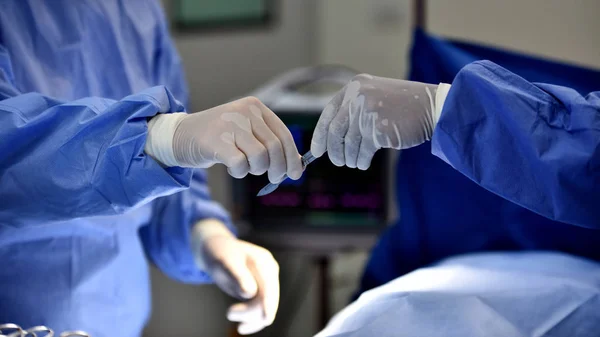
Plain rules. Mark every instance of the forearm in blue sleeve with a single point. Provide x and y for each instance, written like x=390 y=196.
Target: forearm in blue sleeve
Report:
x=537 y=145
x=166 y=238
x=63 y=160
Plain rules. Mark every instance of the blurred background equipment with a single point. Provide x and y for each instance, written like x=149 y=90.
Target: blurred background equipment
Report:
x=222 y=14
x=329 y=208
x=372 y=36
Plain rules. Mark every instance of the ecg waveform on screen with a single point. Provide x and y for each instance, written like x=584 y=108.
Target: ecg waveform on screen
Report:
x=323 y=201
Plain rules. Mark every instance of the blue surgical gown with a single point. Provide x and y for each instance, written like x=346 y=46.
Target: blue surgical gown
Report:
x=515 y=166
x=81 y=206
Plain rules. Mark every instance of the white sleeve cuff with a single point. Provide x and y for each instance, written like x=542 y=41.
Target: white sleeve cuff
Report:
x=440 y=98
x=159 y=143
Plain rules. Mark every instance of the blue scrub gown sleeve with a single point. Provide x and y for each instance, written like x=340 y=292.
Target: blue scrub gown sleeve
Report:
x=63 y=160
x=537 y=145
x=166 y=238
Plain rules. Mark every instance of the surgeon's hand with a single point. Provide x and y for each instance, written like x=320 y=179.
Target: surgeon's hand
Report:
x=242 y=270
x=244 y=135
x=371 y=113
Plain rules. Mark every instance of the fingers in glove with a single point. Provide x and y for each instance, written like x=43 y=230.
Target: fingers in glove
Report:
x=235 y=160
x=255 y=152
x=336 y=137
x=235 y=278
x=366 y=153
x=277 y=160
x=318 y=145
x=353 y=137
x=292 y=157
x=266 y=273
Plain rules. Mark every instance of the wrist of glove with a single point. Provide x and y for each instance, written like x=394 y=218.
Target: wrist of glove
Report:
x=244 y=135
x=242 y=270
x=371 y=113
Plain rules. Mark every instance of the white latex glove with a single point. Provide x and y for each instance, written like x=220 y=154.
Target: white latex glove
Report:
x=371 y=113
x=244 y=135
x=242 y=270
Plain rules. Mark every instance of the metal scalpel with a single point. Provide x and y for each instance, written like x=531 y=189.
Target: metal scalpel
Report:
x=307 y=158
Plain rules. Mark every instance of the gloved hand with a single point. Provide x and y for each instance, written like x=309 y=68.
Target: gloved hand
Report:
x=244 y=135
x=371 y=113
x=242 y=270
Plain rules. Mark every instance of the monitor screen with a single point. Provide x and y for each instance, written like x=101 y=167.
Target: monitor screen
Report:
x=326 y=197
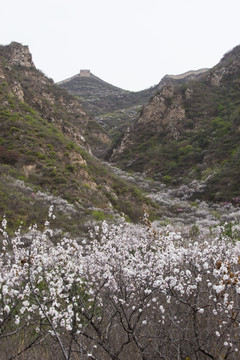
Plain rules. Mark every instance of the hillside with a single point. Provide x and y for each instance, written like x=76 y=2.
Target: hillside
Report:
x=46 y=142
x=191 y=131
x=113 y=108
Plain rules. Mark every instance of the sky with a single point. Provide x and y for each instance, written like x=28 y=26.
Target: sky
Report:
x=131 y=44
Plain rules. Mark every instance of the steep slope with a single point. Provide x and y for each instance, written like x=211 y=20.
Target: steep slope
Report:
x=114 y=108
x=191 y=131
x=45 y=152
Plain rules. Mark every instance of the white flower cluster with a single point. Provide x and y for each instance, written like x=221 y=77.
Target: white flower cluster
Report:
x=129 y=279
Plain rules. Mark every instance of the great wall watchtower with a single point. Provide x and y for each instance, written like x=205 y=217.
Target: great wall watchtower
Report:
x=85 y=73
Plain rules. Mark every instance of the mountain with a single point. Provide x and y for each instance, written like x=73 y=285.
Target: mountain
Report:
x=114 y=108
x=190 y=131
x=46 y=146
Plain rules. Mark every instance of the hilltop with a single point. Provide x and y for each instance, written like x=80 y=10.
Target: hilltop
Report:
x=113 y=108
x=46 y=145
x=190 y=131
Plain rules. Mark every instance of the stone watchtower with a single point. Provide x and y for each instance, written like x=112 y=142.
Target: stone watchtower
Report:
x=85 y=73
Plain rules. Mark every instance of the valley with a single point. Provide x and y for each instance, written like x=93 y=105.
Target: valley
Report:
x=119 y=235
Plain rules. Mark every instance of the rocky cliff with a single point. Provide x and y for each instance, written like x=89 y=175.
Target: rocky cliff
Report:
x=46 y=146
x=190 y=130
x=113 y=108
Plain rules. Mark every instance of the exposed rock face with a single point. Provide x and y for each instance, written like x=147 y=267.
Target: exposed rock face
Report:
x=164 y=114
x=190 y=126
x=19 y=54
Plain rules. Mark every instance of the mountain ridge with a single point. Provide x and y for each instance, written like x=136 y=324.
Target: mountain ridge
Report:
x=190 y=130
x=46 y=145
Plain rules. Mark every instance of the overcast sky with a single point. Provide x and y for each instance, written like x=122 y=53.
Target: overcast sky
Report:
x=128 y=43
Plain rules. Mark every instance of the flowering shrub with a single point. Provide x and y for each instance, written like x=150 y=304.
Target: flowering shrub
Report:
x=126 y=291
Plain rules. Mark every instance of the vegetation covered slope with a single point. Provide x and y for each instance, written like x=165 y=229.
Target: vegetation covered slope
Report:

━━━━━━━━━━━━━━━━━━━━━━━━━━━━━━

Pick out the lines above containing the word "vegetation", then copy them.

Plain rules. Mark every instance of the vegetation covered slope with a single point. Provide x and y for each instance, written like x=165 y=229.
Target: vegetation covered slope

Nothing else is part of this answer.